According to the table of appeal issues, why was Taylor's first appeal allowed to proceed?

[START OF EXCERPT]

Issue Plaintiff's Argument Defendant's Argument Held
Whether Taylor waived its right to appeal by consenting to a final judgment without reservation. Taylor did not waive by form-only consent; no settlement or dismissal of claims occurred. Taylor consented to the final judgment without reserving appellate rights, implying waiver of appeal. Waiver not presumed; first appeal allowed to proceed.
Whether Taylor has standing to appeal the attorney-fees order, and whether the second appeal is duplicative. Taylor contested the fee order and sought review of the final judgment's ancillary issues. Taylor was not aggrieved by the fee order and thus lacks standing; second appeal duplicative of the final-judgment appeal. Second appeal dismissed for lack of standing and duplicative appeal.

[END OF EXCERPT]
[START OF MATERIAL SHOWN]

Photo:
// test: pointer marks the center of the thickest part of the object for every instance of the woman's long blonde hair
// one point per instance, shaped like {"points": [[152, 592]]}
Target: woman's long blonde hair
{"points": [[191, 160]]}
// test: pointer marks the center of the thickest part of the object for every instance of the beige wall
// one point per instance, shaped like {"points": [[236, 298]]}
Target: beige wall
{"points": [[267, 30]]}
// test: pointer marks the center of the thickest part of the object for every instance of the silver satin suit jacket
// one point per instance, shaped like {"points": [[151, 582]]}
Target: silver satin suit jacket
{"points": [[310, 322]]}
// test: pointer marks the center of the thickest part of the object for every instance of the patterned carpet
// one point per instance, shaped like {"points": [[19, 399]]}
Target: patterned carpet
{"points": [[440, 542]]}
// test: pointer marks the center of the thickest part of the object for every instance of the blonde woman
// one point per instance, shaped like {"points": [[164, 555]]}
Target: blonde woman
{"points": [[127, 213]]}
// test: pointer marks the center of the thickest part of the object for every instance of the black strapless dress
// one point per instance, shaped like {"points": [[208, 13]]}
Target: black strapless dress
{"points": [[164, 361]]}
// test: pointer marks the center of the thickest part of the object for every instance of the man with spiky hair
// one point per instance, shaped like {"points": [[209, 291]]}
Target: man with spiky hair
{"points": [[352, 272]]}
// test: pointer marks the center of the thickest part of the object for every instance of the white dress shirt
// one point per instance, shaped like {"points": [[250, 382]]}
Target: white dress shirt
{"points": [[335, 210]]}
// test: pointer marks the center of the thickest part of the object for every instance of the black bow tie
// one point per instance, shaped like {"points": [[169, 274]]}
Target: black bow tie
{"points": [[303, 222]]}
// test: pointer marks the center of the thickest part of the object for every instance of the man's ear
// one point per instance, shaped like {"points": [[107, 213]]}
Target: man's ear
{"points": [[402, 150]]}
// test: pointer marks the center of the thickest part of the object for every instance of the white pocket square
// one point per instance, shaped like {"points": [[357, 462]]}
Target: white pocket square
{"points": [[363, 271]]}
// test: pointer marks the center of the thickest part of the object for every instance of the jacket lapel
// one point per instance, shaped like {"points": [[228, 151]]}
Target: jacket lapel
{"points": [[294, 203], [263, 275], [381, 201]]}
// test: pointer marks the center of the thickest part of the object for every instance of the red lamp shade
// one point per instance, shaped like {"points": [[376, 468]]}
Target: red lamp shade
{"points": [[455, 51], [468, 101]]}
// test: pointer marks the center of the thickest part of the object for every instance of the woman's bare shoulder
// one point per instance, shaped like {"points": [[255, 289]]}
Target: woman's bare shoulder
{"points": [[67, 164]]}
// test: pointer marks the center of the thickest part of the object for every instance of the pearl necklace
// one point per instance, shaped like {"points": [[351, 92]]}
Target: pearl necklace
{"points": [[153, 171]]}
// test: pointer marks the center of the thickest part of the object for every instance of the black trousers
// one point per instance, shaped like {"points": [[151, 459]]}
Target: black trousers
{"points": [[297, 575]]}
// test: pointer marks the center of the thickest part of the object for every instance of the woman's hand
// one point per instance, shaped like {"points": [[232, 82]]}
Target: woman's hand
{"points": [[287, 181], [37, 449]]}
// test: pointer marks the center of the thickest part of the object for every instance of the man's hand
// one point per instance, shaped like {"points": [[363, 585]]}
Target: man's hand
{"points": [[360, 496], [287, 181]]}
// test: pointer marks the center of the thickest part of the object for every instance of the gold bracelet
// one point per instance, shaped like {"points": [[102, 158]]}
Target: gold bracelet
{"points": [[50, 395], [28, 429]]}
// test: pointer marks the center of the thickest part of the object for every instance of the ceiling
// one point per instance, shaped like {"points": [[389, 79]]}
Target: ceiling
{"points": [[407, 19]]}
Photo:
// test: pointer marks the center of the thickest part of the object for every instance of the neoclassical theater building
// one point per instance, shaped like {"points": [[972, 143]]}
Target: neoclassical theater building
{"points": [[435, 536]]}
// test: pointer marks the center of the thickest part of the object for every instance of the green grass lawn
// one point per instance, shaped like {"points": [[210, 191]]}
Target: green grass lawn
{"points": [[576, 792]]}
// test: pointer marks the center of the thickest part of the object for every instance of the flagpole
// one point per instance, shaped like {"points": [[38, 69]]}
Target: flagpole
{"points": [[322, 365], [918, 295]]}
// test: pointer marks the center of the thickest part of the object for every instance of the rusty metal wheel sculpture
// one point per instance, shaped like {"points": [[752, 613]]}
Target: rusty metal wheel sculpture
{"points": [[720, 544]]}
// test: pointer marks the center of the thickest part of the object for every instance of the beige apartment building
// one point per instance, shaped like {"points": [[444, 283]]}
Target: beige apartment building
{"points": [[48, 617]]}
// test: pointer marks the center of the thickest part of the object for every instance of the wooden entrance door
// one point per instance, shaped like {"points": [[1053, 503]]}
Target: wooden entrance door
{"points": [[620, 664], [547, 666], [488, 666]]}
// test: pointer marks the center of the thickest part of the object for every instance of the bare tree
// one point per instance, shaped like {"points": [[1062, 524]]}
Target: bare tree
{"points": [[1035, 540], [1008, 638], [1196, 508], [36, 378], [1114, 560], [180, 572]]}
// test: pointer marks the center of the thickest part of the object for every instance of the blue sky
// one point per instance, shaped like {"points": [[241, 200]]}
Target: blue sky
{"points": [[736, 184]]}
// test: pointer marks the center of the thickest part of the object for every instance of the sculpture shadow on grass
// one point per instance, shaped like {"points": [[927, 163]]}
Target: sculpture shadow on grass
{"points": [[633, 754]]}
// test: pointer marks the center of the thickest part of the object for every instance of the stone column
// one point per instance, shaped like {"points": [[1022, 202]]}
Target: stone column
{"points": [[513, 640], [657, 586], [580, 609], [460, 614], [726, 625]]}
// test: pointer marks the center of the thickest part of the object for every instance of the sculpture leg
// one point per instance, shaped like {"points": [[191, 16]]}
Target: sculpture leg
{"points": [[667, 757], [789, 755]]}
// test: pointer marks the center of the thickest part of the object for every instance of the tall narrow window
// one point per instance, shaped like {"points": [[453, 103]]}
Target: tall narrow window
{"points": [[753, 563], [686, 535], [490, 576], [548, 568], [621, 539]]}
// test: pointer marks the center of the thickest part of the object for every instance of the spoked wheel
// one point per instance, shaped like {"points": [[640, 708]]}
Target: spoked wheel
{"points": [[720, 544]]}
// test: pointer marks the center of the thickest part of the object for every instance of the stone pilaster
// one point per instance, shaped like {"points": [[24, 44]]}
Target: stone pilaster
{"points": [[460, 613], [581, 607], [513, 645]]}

[END OF MATERIAL SHOWN]

COMPLETE RESPONSE: Waiver is not presumed, so Taylor's consent to the final judgment without reserving appellate rights did not cost it the first appeal.